_Provided entries_
-- Opening Marker --
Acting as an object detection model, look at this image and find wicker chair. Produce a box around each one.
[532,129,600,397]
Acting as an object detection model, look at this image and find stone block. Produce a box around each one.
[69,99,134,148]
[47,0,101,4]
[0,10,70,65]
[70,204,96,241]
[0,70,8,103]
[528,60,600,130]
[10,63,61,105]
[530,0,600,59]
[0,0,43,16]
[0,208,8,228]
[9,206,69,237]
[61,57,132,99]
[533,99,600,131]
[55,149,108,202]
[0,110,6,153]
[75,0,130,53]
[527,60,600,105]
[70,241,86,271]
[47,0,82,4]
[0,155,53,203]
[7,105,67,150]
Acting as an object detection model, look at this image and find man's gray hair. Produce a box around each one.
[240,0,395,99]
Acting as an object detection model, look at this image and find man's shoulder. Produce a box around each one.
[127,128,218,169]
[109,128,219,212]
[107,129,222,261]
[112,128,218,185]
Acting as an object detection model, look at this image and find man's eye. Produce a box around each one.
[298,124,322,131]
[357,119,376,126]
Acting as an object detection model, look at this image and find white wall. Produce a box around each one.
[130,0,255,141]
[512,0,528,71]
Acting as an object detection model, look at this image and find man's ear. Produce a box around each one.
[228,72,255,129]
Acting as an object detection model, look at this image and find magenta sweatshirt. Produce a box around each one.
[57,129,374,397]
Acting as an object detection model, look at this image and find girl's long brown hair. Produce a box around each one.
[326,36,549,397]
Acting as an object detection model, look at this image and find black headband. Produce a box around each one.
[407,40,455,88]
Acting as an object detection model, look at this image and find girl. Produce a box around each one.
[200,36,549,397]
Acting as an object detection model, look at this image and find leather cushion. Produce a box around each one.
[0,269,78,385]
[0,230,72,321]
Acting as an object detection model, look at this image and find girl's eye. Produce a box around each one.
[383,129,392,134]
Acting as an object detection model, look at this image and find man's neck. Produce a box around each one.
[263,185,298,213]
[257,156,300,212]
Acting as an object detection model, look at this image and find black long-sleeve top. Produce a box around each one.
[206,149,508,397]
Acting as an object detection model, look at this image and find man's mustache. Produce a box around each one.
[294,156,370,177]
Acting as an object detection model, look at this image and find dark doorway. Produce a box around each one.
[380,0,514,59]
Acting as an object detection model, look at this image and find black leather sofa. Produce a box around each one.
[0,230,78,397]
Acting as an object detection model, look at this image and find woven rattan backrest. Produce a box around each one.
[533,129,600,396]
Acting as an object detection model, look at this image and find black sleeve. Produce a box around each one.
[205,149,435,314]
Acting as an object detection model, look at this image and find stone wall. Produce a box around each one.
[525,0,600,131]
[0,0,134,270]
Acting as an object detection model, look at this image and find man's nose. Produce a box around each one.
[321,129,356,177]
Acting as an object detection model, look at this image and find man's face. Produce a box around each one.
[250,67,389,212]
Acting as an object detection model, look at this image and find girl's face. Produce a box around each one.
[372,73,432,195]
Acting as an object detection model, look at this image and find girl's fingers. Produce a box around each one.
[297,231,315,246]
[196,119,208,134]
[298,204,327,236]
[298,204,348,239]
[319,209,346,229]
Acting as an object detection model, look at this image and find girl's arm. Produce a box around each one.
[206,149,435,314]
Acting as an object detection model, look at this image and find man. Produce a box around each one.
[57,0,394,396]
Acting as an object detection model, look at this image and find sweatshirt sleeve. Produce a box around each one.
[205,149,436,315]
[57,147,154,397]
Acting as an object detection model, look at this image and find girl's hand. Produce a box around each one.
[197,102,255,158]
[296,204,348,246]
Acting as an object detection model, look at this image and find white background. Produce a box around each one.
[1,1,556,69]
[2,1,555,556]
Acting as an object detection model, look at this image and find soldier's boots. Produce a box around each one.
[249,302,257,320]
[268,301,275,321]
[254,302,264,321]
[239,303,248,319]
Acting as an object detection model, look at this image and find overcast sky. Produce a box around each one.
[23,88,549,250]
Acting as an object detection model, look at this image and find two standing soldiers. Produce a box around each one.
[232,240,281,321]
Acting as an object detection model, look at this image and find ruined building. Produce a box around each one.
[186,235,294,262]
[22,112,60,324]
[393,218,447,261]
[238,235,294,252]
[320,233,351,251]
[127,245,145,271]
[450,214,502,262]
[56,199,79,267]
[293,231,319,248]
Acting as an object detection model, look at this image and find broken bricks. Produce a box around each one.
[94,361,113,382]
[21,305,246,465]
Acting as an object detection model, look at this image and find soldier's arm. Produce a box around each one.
-- Closing Marker --
_Task to complete_
Give back the listing exactly.

_Output of the task_
Acting as an object detection model, look at this image and find wicker chair. Produce a box around each one.
[532,129,600,397]
Acting as an object detection model, look at this image and find stone block. Produce a box around each one.
[69,99,134,148]
[47,0,101,4]
[0,10,70,65]
[70,204,96,241]
[0,70,8,103]
[528,60,600,130]
[10,63,61,105]
[530,0,600,59]
[0,0,43,16]
[0,208,8,228]
[9,206,69,237]
[61,57,132,99]
[533,99,600,131]
[55,149,108,202]
[0,110,6,153]
[75,0,130,53]
[527,60,600,105]
[70,241,86,271]
[47,0,82,4]
[0,155,53,203]
[7,105,67,150]
Acting as an object detection model, look at this image and find man's gray hair. Produce a box around each one.
[240,0,395,99]
Acting as an object detection model, look at this image and find man's shoulder. Produce a box around each one.
[127,128,218,169]
[109,128,219,212]
[107,129,222,261]
[112,128,218,185]
Acting as an object detection model, look at this image and find man's eye. Produce a box around each one.
[298,124,322,131]
[357,119,376,126]
Acting as an object detection model, look at this image and find white wall. Produce a box around each one.
[130,0,255,141]
[512,0,528,71]
Acting as an object detection model, look at this image and find man's ear. Produce a box around each one.
[228,72,255,129]
Acting as an object detection model, look at this image and find magenta sweatshirt. Produce a box around each one.
[57,129,374,397]
Acting as an object detection model, look at this image and find girl's long brown hair. Produce a box around each one.
[326,36,549,397]
Acting as an object detection model, look at this image and find black headband. Produce a box around each one.
[407,40,455,88]
Acting as an object detection model, look at this image and find girl. Produce a box around each one.
[200,36,549,397]
Acting as an object detection model, look at this image and find leather cushion. Produce a box around each one.
[0,269,78,385]
[0,230,72,321]
Acting as an object detection model, look at this image and find girl's eye. Produce a box around each one.
[383,129,392,134]
Acting as an object detection model, look at this image and find man's neck. Produce a box around each one.
[263,185,298,213]
[257,156,300,212]
Acting as an object detection model, look at this image and find black long-sleeve top. Produce a box around each one.
[206,149,508,397]
Acting as an object detection model, look at this image and find man's mustache. Produce a box around each one.
[294,156,370,177]
Acting as an object detection model, look at this image and find dark doorway. Produce a box around each one.
[380,0,514,59]
Acting as an object detection model, look at this image and find black leather sofa. Produce a box around each one.
[0,230,78,397]
Acting as an object detection model, look at this image and find woven rattan backrest. Produce a box around each one.
[533,129,600,396]
Acting as an object detection model, look at this image and find black sleeve. Produce a box around each one.
[205,149,435,314]
Acting as an object detection model, look at this image and find stone wall. Produce a box around each one.
[525,0,600,131]
[0,0,134,270]
Acting as an object detection model, look at this image and find man's nose. Produce a box around each one.
[321,129,356,177]
Acting as an object detection model, look at this image and find man's face. Produce a box around each one.
[250,67,389,212]
Acting as an object detection model, look at this image and find girl's face. Produce a box around each one.
[372,73,432,195]
Acting as an object detection model, look at this image and find girl's fingers. Produce a box around each one.
[297,231,315,246]
[196,119,208,134]
[298,204,327,236]
[298,204,348,239]
[319,209,346,229]
Acting as an object detection model, look at this image and find girl's arm. Produce a box around each one.
[206,149,435,314]
Acting as an object detection model, look at this image and find man. Produce a box around each one.
[57,0,394,396]
Acting as an object detection model, look at this image and find sweatshirt sleeve. Produce a box around each one.
[205,149,436,315]
[57,147,154,397]
Acting as an object detection model, look at this image and find girl's hand. Produce a box around each one.
[197,102,255,158]
[296,204,348,246]
Acting as an object detection model, look at this image and find white background. Produce a box around each one.
[1,1,556,69]
[2,1,555,556]
Acting as an object detection model, look at this image and find soldier's boots. Produce a box around each one.
[249,302,257,320]
[268,301,275,321]
[254,302,264,321]
[239,303,248,319]
Acting as an object detection model, look at this image and find overcast sky. Produce a box around each one.
[23,88,549,250]
Acting as an object detection model, look at this image and find two standing soldiers. Produce a box around each one.
[232,240,281,321]
Acting as an object detection model, look at this image and find ruined building. Produce a box around each one.
[186,235,294,262]
[22,112,60,324]
[393,218,447,261]
[238,235,294,252]
[320,233,351,251]
[127,245,145,271]
[450,214,502,262]
[56,199,79,267]
[293,231,319,248]
Acting as an object detection model, look at this image and find broken bricks. Produce a box around each one.
[94,361,113,382]
[21,305,246,465]
Acting as an object detection model, look at this image and find soldier's arm. Produce a box around each one.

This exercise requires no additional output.